■ Pedido feito A
No texto sobre as regras do TSE para o uso de inteligência artificial nas eleições, o que levou o Tribunal, segundo Bruno Araújo, a criar essas normas?
■ Pedido feito B
Dê continuidade ao texto sobre as regras do TSE para o uso de inteligência artificial nas eleições, começando logo depois da última frase.

***** Texto para ler

A ação é uma contribuição importante para tornar o ambiente da campanha eleitoral menos vulnerável ao abuso do uso da IA por partidos e candidatos, conforme avalia o professor em comunicação da Universidade Federal de Mato Grosso (UFMT) e líder do grupo de pesquisa sobre política mídia e democracia, Midiaticus, o doutor Bruno Araújo.
"Ela pode ser usada, desde que isso seja devidamente anunciado ao público. O que não é possível é criar um conteúdo fictício ou fraudulento e disponibilizá-lo sem aviso ao eleitor. Isso manipula o processo eleitoral e traz prejuízos enormes à vida democrática", afirmou o pesquisador.
Araújo explica que o Tribunal se viu obrigado a criar tais normas ante a inércia do Congresso Nacional que, em suas palavras, parece incapaz de produzir uma legislação que regulamente não apenas o uso da IA, mas também que explicite o que pode e o que não pode no espaço das plataformas de mídias sociais.
"As plataformas, atualmente, estão totalmente isentas de responsabilidade por eventuais conteúdos que incitam crimes e que circulam, com a conivência delas, nas redes. Isso precisa acabar. É preciso que elas também tenham responsabilidades nesse processo que procura, antes de mais nada, garantir um ambiente de informações verídicas para que o eleitor possa formular livremente a sua decisão", afirma.
O pesquisador ressalta que caso os eleitores não consigam discernir o que é real do que é fraudulento, terão suas escolhas prejudicadas, o que fere um princípio basilar da democracia eleitoral. "As regras criadas pelo TSE são bem-vindas e vão na direção de tornar a campanha eleitoral, que hoje se passa em grande medida nos meios digitais, menos vulnerável a conteúdos fraudulentos", esclarece.
Para o especialista, as tecnologias cumprem um papel importante e podem tornar a vida melhor em vários aspectos, mas a experiência tem mostrado que elas também possuem um papel danoso para o debate público, para o esclarecimento das pessoas e para o próprio funcionamento regular da democracia.

**********
***** Material fornecido

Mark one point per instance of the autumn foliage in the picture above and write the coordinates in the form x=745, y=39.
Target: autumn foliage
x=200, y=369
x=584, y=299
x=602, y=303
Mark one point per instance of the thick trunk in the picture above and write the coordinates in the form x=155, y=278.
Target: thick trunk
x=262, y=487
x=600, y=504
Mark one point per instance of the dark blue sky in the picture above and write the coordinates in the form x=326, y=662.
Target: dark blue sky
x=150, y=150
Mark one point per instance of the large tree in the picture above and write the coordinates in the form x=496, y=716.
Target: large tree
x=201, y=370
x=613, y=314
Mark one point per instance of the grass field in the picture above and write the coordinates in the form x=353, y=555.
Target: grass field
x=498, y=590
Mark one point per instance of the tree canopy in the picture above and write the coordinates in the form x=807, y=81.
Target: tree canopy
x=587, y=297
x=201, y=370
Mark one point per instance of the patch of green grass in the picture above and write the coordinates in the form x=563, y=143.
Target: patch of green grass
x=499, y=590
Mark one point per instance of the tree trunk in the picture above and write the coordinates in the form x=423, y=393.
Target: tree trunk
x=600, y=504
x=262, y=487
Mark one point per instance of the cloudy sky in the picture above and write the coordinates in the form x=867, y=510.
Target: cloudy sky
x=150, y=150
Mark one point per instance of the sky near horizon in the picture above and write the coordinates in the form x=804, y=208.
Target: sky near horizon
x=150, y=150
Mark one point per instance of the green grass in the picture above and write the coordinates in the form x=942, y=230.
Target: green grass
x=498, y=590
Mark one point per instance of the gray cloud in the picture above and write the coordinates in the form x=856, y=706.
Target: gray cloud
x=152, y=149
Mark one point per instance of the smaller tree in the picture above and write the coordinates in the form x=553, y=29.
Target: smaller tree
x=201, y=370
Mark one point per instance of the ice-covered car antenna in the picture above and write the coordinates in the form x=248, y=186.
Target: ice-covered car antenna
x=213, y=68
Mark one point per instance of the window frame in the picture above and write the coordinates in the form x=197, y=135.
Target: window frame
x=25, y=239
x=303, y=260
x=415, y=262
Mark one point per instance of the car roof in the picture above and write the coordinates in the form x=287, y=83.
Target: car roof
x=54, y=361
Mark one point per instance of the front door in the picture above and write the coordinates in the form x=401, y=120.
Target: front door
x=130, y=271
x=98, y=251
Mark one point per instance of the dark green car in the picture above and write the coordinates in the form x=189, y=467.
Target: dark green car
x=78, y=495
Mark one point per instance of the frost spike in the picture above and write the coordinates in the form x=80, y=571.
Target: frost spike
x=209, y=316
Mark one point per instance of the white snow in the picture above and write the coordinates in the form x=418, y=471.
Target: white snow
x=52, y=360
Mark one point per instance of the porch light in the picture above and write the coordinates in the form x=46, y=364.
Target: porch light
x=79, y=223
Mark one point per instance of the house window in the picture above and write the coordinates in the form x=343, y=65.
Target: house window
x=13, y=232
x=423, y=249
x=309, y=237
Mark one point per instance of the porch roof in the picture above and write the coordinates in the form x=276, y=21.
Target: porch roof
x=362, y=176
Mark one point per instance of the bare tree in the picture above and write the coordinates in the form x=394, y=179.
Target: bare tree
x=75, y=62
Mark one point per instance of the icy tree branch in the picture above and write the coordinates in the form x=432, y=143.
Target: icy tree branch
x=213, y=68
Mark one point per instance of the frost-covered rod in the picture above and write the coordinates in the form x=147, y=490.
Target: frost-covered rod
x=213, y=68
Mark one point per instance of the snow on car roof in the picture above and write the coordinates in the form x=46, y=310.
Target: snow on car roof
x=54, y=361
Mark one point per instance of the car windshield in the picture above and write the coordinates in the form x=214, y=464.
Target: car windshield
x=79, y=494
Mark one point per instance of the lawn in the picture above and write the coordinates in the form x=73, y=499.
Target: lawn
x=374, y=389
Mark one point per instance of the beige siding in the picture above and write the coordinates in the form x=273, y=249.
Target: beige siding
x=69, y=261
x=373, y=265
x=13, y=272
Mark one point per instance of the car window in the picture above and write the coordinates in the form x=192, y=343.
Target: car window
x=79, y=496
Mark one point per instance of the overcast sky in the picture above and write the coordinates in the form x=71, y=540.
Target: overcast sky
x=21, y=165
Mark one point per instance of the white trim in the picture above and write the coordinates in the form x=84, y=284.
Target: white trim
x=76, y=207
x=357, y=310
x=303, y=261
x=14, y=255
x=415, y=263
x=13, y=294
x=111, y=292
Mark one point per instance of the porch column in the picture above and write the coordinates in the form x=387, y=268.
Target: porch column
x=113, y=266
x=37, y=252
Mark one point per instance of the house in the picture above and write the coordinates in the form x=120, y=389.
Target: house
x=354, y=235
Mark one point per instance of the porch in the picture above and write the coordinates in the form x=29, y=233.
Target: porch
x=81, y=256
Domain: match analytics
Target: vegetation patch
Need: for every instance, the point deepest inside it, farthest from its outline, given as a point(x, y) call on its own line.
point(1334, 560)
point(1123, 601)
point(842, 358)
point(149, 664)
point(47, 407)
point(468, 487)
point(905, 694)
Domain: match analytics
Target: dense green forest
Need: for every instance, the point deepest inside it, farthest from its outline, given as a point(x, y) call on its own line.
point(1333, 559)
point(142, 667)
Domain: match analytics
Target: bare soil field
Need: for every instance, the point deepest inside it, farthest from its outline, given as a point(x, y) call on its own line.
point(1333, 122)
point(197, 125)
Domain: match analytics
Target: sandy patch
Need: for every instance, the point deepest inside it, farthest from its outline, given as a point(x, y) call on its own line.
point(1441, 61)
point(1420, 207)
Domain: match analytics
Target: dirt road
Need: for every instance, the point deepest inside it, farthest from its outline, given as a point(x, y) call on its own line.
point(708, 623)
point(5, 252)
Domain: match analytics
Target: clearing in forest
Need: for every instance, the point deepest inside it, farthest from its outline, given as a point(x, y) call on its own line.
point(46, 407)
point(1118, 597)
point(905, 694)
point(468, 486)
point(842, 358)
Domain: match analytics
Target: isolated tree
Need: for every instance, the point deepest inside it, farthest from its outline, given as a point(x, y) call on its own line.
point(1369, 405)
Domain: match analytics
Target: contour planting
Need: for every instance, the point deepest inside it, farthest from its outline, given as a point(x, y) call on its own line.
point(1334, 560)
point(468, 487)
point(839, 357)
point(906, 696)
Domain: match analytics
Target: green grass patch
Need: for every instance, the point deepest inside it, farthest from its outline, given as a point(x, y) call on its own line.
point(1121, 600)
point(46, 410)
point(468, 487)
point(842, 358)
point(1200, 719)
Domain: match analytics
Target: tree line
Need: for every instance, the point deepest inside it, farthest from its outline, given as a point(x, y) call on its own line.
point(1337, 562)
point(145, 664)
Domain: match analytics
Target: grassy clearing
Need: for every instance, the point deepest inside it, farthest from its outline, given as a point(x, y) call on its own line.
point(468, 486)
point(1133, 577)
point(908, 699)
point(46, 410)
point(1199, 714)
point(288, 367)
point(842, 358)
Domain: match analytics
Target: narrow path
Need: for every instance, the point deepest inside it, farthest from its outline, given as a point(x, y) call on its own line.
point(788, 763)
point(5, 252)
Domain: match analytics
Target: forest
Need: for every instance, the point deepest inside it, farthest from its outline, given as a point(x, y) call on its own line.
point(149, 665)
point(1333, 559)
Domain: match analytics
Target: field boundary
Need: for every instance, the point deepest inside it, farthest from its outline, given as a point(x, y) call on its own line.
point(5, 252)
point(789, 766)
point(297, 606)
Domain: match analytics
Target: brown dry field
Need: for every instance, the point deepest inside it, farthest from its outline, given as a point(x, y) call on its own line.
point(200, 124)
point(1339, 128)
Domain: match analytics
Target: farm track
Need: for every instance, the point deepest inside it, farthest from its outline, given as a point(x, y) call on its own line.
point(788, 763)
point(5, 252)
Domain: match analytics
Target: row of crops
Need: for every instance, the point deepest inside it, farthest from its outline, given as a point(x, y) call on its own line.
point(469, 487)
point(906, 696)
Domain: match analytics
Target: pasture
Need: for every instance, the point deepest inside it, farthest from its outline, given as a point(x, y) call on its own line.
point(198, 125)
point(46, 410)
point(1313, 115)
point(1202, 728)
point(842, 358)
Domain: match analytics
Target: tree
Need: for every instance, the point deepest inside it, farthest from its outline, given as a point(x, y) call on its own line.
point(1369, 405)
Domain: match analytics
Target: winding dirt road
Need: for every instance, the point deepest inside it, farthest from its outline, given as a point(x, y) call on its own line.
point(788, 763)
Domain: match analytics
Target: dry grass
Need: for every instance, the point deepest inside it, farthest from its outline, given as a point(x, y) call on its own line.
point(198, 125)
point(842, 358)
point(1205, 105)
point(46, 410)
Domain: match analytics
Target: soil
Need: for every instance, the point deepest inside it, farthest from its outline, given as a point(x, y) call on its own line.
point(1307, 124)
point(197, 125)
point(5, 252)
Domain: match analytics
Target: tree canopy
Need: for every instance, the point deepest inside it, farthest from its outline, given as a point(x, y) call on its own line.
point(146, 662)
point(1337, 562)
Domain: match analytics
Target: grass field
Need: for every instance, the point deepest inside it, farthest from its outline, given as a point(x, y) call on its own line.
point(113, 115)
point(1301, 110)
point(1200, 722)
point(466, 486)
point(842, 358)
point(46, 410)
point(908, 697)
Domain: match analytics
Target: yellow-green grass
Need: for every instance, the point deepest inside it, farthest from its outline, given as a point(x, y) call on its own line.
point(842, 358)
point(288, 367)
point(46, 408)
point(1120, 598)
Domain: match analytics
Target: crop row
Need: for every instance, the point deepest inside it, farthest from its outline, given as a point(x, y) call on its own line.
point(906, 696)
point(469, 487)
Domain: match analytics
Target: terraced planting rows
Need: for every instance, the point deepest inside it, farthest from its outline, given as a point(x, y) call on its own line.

**********

■ Resposta ao pedido A
A inércia do Congresso Nacional, que parece incapaz de produzir uma lei que regulamente o uso da IA e deixe claro o que pode e o que não pode nas plataformas de mídias sociais.

■ Resposta ao pedido B
"Quando alguém se apresenta às eleições, tem o dever de respeitar as regras do jogo. Os candidatos sabem que temos uma regra. Como tal, não podemos transgredi-lá, sob pena de fraudarem o processo. Em política, não vale tudo. A democracia é o único regime em que nem tudo pode. É preciso entendermos de uma vez por todas que o mundo digital não se difere do mundo físico: numa relação pessoal ou mediada por um computador, é necessário o respeito às regras", pontua.
Nesse sentido, para o pesquisador, as instituições precisam garantir que os eleitores possam exercer livremente o seu poder de escolha, ou seja, num ambiente que, respeitando a liberdade de expressão, não permita fraudes que interfiram no esclarecimento do cidadão.
"Se um candidato recorre à IA para produzir um conteúdo, que deixe claro para o seu eleitor que recorreu a esse procedimento. É de clareza e transparência que estamos falando. E, claro, a IA, principalmente a IA generativa, cria perigos adicionais se não for utilizado obedecendo a determinadas regras", alerta.
O pesquisador reforça que não se trata de impedir as pessoas de se manifestarem, mas de garantir que elas atuem dentro das regras do jogo.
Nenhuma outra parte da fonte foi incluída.